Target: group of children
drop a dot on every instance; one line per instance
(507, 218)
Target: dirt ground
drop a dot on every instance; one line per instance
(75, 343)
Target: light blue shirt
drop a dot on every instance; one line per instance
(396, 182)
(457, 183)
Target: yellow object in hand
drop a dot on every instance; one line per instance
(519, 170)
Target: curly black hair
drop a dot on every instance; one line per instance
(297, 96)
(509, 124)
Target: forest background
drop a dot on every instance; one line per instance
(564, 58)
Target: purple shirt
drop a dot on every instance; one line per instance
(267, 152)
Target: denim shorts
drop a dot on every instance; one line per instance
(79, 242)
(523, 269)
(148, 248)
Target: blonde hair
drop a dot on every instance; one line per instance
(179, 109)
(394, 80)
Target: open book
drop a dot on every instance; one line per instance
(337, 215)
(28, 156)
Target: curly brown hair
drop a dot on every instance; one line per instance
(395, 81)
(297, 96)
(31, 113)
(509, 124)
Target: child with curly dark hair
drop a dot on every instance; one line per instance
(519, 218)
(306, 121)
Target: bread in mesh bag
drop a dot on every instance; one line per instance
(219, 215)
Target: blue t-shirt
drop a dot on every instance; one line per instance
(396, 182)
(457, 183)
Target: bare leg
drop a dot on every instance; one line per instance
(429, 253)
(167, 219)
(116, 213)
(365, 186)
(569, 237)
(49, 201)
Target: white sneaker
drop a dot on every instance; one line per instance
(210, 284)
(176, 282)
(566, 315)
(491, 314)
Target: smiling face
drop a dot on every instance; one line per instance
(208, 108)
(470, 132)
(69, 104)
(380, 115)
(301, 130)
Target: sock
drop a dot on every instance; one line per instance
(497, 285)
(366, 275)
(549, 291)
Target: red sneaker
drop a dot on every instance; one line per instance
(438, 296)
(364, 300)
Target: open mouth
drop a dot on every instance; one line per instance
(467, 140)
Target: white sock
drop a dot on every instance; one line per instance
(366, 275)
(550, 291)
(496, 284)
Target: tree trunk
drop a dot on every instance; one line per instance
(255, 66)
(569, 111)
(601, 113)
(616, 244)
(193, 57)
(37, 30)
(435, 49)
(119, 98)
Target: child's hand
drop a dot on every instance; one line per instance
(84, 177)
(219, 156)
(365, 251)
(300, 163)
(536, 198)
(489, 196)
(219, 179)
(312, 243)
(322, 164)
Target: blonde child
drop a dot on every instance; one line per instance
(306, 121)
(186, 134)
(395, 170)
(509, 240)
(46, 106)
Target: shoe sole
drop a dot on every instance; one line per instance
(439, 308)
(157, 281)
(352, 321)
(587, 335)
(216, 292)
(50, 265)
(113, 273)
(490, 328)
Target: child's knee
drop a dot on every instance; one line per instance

==*==

Print the records above in full, exactly.

Exercise output
Target: group of children
drop a dot on every instance; one line per instance
(507, 218)
Target: dirt ground
drop a dot on every instance; one line per instance
(75, 343)
Target: light blue shirt
drop a dot on every instance; one line per instance
(396, 182)
(457, 183)
Target: yellow object in hand
drop a dot on every instance; one line per instance
(519, 170)
Target: curly black hair
drop a dot on every instance; one line per instance
(297, 96)
(509, 124)
Target: forest background
drop a dot on every instance; one line per instance
(564, 58)
Target: purple shirt
drop a dot on every instance; one line per instance
(267, 152)
Target: denim shorts
drop a dot on every instance; one line per instance
(79, 242)
(523, 269)
(148, 248)
Target: blonde hair
drop a dot on every instance; one line per instance
(179, 109)
(394, 80)
Target: open book
drop a dot on every instance; one line per instance
(337, 215)
(28, 156)
Target: curly brown hair
drop a dot on every instance; one line per instance
(395, 81)
(297, 96)
(31, 113)
(509, 124)
Target: child with curly dark hair
drop a dot on every instance; one line per instance
(519, 218)
(306, 121)
Target: bread in mesh bag
drop a dot on every instance; one line per instance
(219, 215)
Target: blue t-shirt
drop a dot on every instance; one line per instance
(396, 182)
(457, 183)
Target: bare leg
drop a dot on every instance; one line per instance
(429, 253)
(167, 219)
(116, 213)
(365, 186)
(569, 237)
(49, 201)
Target: white sneaker
drop a dot on every instance; one line per instance
(210, 284)
(176, 282)
(566, 315)
(491, 314)
Target: smiling face
drop a dot on every instance; one line per instance
(208, 108)
(470, 132)
(69, 104)
(380, 115)
(301, 130)
Target: sock
drop a dot on every instance; one line per instance
(497, 285)
(366, 275)
(549, 291)
Target: red sneaker
drop a dot on every instance; one line per instance
(438, 296)
(364, 300)
Target: open mouth
drop a dot on every instance; one line per instance
(467, 140)
Target: white sock
drop a dot on every instance; one line per instance
(366, 275)
(550, 291)
(496, 284)
Target: tree trunk
drop a dot on every instance; one line per instance
(255, 66)
(569, 111)
(601, 113)
(616, 244)
(193, 57)
(37, 30)
(435, 49)
(119, 98)
Target: child's hand
drop a dot on every instance; one line per instance
(84, 177)
(219, 156)
(365, 251)
(300, 163)
(536, 198)
(489, 196)
(219, 179)
(312, 243)
(322, 164)
Target: blonde child
drop a dot on every instance; one line per instance
(306, 121)
(186, 134)
(395, 170)
(509, 240)
(46, 106)
Target: shoe sole
drop a dot on every instance; one line per instance
(439, 308)
(157, 281)
(352, 321)
(587, 335)
(216, 292)
(50, 265)
(113, 273)
(490, 328)
Target: child's knee
drop a dot on every instance; one line per instance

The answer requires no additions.